_Short task A:_ In the newspaper excerpt below, rewrite the stretch from "October 21, 1871 – 150" through "suffering and deformity.", swapping "ladies" for "women".

━━━

2021-10-22 TWIR Image-Nyack Ferry

October 21, 1871 – 150 YEARS AGO
Rockland County Journal

MAKE-BELIEVE SHOES
       The shoe worn by the young women of the period is surely one of the most abominable contrivances ever brought into vogue by the caprice of the sex. What need to describe it? Do we not know the absurdity of its construction and how ingeniously it has been designed for the destruction of all comfort, and ease, and grace in walking, and also of all semblance to a real woman's foot? When it first came into fashion, the ladies were told by a few sensible men that to put their feet into a machine with a toe like a bird’s bill, and a heel three inches high brought forward under the instep, would ensure suffering and deformity.
       But the dear creatures, in their irresistible way, resented this interference with their prerogative of self-torture and self-caricature, and asked, “Would you have us look like dowdies with broad toes to our shoes, and low heels, and all that?” — “all that” meaning heels where nature intended they should be. The plea was unanswerable. But the predicated consequences have come. Ladies’ shoe-makers (certain truthful ones) tell us, what observation also reveals, that there is hardly a young woman now who regards herself at all fashionable who has not bunions, callosities, corns and enlarged joints; and that the crop of those ornaments developed within the last four or five years is astonishing and pitiful. The worst of it is that there appears to be no prospect of relief, except a turn in the whirligig of fashion, and that there are no exceptions to the rule of torture and deformity. For the good and the sensible of the sex immolate themselves with the foolish and frivolous. No degree of sense or independence, or stability of character seems to absolve any woman who had the charm of womanhood about her from slavery to fashion, at whatever sacrifice of time and comfort, money or health. Suffrage! right to hold office! Show us first the woman who has independence, sense, and taste enough to dress attractively, and yet walk down the avenue wearing an unfashionable bonnet, or in a shoe which does not destroy both her comfort and her gait.

October 21, 1921 – 100 YEARS AGO
Rockland News

JOHN D. GIVES DIMES TO PRETTY SONGSTRESS
[Image: The Ferry ‘Rockland,’ ca. 1920. The ferry is shown leaving the ferry slip and heading across the river. Two open cars can be seen in the car bays. The captain, John Lyon, is standing near the wheelhouse. Image courtesy Nyack Library via NYHeritage.]
       Deeply touched by the singing of a little girl on a ferryboat crossing from Nyack to Tarrytown, John D. Rockefeller dug deep into his pockets, fished up twenty cents, and gave it all to her.

━━━

_Short task B:_ Turn the records below, from the start through the line containing "86 300 91 336", into a Markdown table with the columns Row and Line, leaving out any blank lines.

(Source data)
━━━

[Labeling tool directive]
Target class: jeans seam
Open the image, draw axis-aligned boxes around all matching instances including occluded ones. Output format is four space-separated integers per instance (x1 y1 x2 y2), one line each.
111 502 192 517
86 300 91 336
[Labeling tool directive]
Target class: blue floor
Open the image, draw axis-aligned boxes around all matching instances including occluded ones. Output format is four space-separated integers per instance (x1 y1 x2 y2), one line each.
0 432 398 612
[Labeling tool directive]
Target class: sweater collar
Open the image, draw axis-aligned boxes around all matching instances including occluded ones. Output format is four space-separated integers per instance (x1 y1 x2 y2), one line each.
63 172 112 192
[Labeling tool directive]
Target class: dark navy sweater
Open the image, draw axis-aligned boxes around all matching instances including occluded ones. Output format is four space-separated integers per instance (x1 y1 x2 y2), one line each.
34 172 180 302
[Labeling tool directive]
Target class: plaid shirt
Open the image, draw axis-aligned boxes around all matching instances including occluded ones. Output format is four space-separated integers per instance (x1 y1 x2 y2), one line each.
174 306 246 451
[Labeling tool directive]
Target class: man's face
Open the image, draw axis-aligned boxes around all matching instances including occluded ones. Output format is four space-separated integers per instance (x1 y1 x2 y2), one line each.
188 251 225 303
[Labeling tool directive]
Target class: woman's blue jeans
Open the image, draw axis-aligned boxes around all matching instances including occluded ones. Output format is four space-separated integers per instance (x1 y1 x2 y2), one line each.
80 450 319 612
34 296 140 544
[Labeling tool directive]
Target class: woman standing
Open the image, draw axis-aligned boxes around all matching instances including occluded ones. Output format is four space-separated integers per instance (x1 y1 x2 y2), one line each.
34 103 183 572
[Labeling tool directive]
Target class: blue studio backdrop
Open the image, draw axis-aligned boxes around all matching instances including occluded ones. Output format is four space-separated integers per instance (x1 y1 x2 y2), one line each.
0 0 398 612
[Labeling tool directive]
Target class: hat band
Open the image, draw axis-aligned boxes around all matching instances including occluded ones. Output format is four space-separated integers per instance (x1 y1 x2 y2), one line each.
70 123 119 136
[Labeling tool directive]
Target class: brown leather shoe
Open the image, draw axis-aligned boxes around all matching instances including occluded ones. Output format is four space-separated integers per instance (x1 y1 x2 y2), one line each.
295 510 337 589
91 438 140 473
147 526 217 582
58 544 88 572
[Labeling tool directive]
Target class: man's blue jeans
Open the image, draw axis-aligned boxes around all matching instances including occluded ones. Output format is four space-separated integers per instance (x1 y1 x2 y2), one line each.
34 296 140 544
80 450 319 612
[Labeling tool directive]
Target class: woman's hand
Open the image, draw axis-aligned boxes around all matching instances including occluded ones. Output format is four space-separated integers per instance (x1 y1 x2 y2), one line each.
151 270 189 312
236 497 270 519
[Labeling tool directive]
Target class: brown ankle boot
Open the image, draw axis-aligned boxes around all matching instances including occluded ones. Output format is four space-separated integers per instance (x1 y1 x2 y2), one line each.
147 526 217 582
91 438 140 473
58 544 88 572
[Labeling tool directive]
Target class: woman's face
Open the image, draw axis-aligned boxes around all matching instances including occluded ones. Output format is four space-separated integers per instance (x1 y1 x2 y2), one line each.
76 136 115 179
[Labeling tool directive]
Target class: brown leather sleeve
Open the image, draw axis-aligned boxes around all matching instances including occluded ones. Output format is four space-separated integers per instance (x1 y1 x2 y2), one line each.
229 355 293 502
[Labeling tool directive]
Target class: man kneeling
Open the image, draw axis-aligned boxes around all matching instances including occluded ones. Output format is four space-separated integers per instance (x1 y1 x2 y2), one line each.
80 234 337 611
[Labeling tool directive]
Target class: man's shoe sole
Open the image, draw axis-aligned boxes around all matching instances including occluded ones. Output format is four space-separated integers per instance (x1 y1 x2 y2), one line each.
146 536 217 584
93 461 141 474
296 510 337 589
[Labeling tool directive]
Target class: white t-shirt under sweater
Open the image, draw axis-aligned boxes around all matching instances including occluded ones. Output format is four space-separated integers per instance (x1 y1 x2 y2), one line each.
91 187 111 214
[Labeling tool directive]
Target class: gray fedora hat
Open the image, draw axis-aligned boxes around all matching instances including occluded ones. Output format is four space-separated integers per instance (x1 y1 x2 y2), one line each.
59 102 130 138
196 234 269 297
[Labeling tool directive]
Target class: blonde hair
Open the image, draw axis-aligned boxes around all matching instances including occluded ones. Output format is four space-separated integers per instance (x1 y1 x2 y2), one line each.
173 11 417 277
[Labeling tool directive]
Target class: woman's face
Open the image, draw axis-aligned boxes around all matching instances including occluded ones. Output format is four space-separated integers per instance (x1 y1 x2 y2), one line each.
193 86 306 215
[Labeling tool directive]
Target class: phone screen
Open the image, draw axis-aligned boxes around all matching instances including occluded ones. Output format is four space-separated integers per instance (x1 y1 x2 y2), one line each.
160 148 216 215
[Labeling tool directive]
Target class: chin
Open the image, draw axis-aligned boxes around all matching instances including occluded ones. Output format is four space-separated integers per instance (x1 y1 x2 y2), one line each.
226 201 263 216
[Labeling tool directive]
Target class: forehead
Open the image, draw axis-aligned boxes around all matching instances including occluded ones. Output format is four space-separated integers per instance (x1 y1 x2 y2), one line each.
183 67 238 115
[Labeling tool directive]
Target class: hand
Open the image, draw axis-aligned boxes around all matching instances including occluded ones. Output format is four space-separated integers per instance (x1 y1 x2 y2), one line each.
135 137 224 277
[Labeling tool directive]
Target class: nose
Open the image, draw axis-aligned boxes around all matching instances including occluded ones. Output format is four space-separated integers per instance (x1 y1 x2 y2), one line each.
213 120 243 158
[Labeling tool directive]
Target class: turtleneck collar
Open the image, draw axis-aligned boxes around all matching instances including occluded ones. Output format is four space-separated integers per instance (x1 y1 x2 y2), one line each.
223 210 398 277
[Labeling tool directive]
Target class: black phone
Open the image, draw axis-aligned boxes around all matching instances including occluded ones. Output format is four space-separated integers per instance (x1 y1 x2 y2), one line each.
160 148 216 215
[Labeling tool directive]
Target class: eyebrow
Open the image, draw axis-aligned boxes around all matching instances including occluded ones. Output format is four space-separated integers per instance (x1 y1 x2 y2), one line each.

━━━

_Full answer A:_
October 21, 1871 – 150 YEARS AGO
Rockland County Journal

MAKE-BELIEVE SHOES
       The shoe worn by the young women of the period is surely one of the most abominable contrivances ever brought into vogue by the caprice of the sex. What need to describe it? Do we not know the absurdity of its construction and how ingeniously it has been designed for the destruction of all comfort, and ease, and grace in walking, and also of all semblance to a real woman's foot? When it first came into fashion, the women were told by a few sensible men that to put their feet into a machine with a toe like a bird’s bill, and a heel three inches high brought forward under the instep, would ensure suffering and deformity.

_Full answer B:_
| Row | Line |
|---|---|
| 1 | [Labeling tool directive] |
| 2 | Target class: jeans seam |
| 3 | Open the image, draw axis-aligned boxes around all matching instances including occluded ones. Output format is four space-separated integers per instance (x1 y1 x2 y2), one line each. |
| 4 | 111 502 192 517 |
| 5 | 86 300 91 336 |